## Set task:
Write out the lines of the items below word for word, from the line with "the green trash" up to and including the line with "point(103, 59)".

## Recorded information:
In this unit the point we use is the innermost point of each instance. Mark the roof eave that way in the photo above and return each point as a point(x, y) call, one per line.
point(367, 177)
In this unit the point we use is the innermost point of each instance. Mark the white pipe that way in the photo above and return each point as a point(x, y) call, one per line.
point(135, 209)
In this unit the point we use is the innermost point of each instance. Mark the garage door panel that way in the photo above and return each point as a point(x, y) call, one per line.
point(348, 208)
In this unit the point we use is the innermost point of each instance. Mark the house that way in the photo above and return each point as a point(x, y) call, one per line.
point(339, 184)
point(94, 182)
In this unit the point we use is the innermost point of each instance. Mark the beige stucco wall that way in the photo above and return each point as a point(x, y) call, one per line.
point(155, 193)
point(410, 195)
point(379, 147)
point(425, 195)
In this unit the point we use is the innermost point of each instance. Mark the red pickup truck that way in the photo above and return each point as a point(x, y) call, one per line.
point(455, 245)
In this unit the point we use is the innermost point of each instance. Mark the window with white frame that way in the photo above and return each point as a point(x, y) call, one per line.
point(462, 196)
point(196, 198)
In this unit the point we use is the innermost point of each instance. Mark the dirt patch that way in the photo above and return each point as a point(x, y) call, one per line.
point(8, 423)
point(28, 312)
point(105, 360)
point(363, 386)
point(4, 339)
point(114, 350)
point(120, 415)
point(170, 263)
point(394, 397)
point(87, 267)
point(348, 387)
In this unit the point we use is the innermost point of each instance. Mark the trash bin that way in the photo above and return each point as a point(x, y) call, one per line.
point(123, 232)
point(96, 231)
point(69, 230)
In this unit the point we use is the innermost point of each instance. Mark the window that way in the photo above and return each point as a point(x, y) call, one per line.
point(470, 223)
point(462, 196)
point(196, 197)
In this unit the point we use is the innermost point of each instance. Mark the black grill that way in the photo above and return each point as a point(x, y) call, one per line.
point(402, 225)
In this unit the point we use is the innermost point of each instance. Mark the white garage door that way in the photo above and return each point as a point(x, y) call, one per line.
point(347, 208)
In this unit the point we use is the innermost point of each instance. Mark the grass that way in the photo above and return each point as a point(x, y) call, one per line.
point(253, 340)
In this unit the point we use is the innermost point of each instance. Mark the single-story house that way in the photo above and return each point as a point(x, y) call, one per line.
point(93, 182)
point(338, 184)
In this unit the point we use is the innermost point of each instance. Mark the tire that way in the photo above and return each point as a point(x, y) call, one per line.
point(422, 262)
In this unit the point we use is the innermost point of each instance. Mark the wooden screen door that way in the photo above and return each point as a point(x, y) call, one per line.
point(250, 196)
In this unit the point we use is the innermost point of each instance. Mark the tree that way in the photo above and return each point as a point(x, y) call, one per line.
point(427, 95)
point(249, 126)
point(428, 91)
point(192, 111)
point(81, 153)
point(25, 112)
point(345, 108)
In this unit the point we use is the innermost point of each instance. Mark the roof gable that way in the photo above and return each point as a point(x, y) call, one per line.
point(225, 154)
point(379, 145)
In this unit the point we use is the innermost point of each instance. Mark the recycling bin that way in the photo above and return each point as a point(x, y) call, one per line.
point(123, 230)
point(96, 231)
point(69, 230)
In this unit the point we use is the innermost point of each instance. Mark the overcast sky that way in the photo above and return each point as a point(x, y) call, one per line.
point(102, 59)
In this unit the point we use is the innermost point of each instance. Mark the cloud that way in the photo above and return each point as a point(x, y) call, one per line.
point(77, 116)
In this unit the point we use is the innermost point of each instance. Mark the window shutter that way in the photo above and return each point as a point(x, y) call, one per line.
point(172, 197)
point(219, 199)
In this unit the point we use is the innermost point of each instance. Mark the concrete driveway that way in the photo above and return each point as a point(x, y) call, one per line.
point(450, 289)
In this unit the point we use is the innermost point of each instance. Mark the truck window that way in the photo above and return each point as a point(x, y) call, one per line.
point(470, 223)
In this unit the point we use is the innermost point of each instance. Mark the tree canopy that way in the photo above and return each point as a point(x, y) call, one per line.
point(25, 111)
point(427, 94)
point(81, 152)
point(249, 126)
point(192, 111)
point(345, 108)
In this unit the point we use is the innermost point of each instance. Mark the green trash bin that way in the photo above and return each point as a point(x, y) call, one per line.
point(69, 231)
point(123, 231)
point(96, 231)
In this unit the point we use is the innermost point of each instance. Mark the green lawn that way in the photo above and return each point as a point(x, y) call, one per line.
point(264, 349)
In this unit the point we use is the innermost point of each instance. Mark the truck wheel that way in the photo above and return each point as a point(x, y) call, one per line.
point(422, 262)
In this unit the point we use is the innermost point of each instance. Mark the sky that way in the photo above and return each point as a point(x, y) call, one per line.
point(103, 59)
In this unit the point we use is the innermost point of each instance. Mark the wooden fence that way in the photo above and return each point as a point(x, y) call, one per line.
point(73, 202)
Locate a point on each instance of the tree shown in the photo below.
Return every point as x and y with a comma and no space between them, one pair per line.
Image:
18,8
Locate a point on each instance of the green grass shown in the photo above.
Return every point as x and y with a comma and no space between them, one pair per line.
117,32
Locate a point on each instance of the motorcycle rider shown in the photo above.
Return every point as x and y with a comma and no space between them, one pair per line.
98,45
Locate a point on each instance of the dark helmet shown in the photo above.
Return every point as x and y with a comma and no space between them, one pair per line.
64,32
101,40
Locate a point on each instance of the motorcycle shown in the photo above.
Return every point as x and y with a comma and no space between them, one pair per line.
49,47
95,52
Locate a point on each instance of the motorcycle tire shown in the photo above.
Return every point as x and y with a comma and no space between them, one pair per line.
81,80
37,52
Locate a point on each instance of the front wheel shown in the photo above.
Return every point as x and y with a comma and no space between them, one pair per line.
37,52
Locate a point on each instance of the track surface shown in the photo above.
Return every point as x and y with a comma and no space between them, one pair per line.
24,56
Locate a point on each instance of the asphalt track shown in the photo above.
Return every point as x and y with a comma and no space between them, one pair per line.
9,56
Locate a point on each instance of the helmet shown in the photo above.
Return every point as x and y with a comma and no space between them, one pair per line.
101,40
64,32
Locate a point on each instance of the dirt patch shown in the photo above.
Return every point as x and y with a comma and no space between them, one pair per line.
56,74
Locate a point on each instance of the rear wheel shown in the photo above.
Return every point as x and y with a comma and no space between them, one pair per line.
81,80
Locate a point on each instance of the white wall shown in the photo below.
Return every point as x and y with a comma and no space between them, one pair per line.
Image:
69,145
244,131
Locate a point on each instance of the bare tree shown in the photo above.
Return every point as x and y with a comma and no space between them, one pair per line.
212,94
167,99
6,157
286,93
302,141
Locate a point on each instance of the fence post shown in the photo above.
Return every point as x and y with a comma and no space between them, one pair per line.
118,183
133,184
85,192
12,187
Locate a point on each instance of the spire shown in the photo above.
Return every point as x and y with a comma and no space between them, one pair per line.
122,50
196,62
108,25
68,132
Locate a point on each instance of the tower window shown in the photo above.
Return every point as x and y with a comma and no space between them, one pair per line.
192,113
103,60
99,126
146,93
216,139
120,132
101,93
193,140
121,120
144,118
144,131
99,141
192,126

## Expected answer:
In this unit the point we use is the innermost point of each instance. Mark the green trash bin that way in the photo above and return each point as a point(x, y) call, one per line.
point(69, 231)
point(123, 231)
point(96, 231)
In this unit the point we use is the innermost point of each instance. Mark the green lawn that way in the photo above and return each point as a point(x, y) call, one per line.
point(264, 349)
In this unit the point we use is the innermost point of each instance. Mark the truck wheel that way in the photo above and return each point as a point(x, y) call, one per line.
point(422, 262)
In this unit the point we use is the innermost point of each instance. Mark the sky that way in the photo above and return each point as a point(x, y) call, one per line.
point(103, 59)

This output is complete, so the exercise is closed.